● **Material for this task**
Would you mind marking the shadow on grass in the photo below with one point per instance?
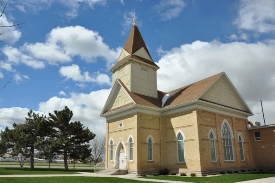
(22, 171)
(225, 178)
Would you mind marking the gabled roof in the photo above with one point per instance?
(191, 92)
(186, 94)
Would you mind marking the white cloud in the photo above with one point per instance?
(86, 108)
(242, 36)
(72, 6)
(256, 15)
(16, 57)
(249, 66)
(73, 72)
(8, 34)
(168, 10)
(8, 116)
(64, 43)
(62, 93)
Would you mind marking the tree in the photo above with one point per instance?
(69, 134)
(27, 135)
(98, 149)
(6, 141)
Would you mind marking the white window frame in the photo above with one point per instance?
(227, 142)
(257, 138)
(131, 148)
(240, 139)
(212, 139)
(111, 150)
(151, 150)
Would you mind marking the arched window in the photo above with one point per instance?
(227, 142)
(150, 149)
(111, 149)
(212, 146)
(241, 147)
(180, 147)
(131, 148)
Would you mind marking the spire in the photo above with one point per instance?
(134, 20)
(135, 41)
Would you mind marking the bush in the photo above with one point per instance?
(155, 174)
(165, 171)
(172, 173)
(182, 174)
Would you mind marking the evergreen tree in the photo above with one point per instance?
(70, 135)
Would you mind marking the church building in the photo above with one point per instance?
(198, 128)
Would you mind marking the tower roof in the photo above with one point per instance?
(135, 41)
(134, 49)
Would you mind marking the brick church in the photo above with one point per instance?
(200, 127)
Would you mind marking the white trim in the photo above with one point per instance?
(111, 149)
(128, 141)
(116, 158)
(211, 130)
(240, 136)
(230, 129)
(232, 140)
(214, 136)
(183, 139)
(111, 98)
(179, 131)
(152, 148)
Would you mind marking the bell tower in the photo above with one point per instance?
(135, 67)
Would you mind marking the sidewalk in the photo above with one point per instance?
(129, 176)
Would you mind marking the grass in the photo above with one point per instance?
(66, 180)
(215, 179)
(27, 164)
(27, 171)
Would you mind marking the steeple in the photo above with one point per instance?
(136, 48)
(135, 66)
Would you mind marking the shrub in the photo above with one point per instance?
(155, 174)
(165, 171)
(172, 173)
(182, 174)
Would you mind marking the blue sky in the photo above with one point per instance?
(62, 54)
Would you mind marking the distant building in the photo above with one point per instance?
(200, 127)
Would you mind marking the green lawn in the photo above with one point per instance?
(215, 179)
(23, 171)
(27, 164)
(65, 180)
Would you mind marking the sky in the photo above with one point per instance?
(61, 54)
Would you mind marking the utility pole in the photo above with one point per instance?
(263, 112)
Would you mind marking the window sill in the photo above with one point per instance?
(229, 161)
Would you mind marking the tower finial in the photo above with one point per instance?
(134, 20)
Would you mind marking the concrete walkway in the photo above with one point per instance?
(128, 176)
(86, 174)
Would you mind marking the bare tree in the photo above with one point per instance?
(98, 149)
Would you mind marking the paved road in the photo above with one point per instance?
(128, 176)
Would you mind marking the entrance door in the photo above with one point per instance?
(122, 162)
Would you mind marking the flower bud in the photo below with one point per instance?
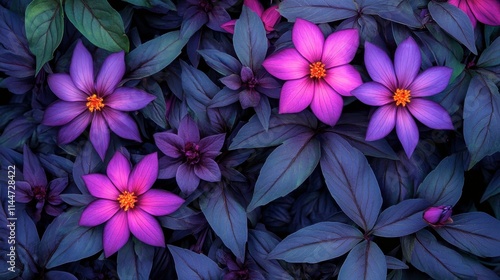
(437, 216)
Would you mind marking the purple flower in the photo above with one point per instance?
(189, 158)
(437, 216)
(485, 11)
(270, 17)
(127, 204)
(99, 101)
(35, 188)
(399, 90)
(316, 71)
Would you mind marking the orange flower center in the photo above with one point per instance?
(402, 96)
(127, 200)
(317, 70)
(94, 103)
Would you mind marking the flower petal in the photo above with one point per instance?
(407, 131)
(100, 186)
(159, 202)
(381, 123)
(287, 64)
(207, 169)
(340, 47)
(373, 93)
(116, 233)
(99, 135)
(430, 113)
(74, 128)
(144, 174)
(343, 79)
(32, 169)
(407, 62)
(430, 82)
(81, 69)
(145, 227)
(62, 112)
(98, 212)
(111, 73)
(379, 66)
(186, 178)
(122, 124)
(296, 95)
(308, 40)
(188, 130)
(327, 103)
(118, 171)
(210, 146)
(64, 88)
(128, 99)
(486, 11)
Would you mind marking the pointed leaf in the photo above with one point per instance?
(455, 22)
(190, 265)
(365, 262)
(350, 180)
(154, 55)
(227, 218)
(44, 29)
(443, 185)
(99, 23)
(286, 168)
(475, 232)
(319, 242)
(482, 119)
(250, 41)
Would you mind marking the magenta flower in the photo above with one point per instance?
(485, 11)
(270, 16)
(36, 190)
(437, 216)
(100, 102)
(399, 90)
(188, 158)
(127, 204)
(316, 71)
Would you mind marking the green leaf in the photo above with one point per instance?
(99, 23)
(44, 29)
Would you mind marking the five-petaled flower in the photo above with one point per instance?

● **Work request**
Write every entry out again exactly, images omitted.

● **Reply to the task**
Would you mind marking the shadow on grass in the photo below with one point per instance?
(22, 171)
(225, 178)
Would you mind marking the gabled roof in the photo above with one point per instance?
(191, 92)
(186, 94)
Would you mind marking the white cloud in the photo above with one point per instance?
(86, 108)
(242, 36)
(72, 6)
(256, 15)
(16, 57)
(249, 66)
(73, 72)
(8, 34)
(168, 10)
(8, 116)
(64, 43)
(62, 93)
Would you mind marking the tree in the photo above with one point per instance?
(69, 134)
(27, 135)
(98, 149)
(6, 141)
Would you mind marking the white window frame in the photo above with one point per instance?
(227, 142)
(257, 138)
(131, 148)
(240, 139)
(212, 139)
(111, 150)
(151, 150)
Would you mind marking the arched window in the photo above with one point per instance?
(227, 142)
(150, 149)
(111, 149)
(212, 146)
(241, 147)
(180, 147)
(131, 148)
Would you mind marking the spire in the photo above with one point per instance?
(134, 20)
(135, 41)
Would you mind marking the bush in the photo above with one point per instance?
(155, 174)
(165, 171)
(172, 173)
(182, 174)
Would you mind marking the evergreen tree in the photo above with one point per instance?
(70, 135)
Would you mind marking the church building in the photo above with one point per instance?
(198, 128)
Would you mind marking the tower roof in the photo above with one point per instance?
(135, 41)
(134, 49)
Would you mind marking the brick church in the photo above with one point per instance?
(200, 127)
Would you mind marking the white trim in the photo above with one point per instance?
(111, 149)
(128, 141)
(116, 158)
(211, 130)
(240, 136)
(230, 129)
(232, 140)
(214, 136)
(183, 139)
(111, 98)
(179, 131)
(152, 148)
Would you mind marking the bell tower in the photo above with one point per instance?
(135, 67)
Would you mind marking the sidewalk in the photo above with one point per instance?
(129, 176)
Would you mind marking the grass in the photo above with one point per instance?
(66, 180)
(215, 179)
(27, 164)
(27, 171)
Would you mind marking the steeple in the photo above with one point per instance?
(136, 48)
(135, 66)
Would you mind marking the shrub in the photo above with one point per instance?
(155, 174)
(165, 171)
(172, 173)
(182, 174)
Would you mind marking the blue sky in the photo above with one point per instance?
(62, 54)
Would you mind marking the distant building in the photo above with one point per instance?
(200, 127)
Would you mind marking the green lawn in the photo above with one point per instance?
(215, 179)
(23, 171)
(27, 164)
(65, 180)
Would you mind marking the sky in the photo above with one point per instance?
(61, 54)
Would you mind marking the utility pole in the photo above with one point per instance?
(263, 112)
Would you mind marking the window sill in the photo above with one point per instance?
(229, 161)
Would you mind marking the tower finial in the photo above with one point per instance?
(134, 20)
Would you mind marking the concrete walkway in the photo above with one point per instance?
(128, 176)
(86, 174)
Would you mind marking the bare tree in the photo above with one point per instance?
(98, 149)
Would you mind marking the paved road in the photo above with one point per instance?
(128, 176)
Would you mind marking the entrance door in the photo above with one point per instance?
(122, 162)
Would you mind marking the flower bud in the photo below with one point per instance?
(437, 216)
Would you mind marking the purple flower in the photo above with one point per instance?
(189, 158)
(437, 216)
(485, 11)
(270, 17)
(127, 204)
(99, 101)
(35, 188)
(399, 90)
(316, 71)
Would you mind marking the orange flower center in the photo above with one point per instance?
(402, 96)
(127, 200)
(317, 70)
(94, 103)
Would you mind marking the flower petal in the photo above with one point per instance?
(407, 131)
(100, 186)
(159, 202)
(381, 123)
(287, 64)
(207, 169)
(340, 47)
(373, 93)
(116, 233)
(99, 135)
(430, 113)
(74, 128)
(144, 174)
(343, 79)
(32, 169)
(407, 62)
(430, 82)
(81, 69)
(145, 227)
(62, 112)
(98, 212)
(111, 73)
(379, 66)
(186, 178)
(122, 124)
(296, 95)
(308, 40)
(188, 130)
(327, 103)
(118, 171)
(210, 146)
(64, 88)
(128, 99)
(486, 11)
Would you mind marking the pointed leaf in the photo above with one point per instance?
(455, 22)
(190, 265)
(365, 262)
(350, 180)
(154, 55)
(227, 218)
(44, 29)
(443, 185)
(99, 23)
(286, 168)
(475, 232)
(319, 242)
(482, 119)
(250, 41)
Would you mind marking the magenta flower in the photo above with one point per instance?
(485, 11)
(270, 16)
(36, 190)
(437, 216)
(100, 102)
(399, 90)
(188, 158)
(127, 204)
(316, 71)
Would you mind marking the green leaf in the photo above with one point per instance?
(99, 23)
(44, 29)
Would you mind marking the five-petaled flower in the photo above with one point per instance?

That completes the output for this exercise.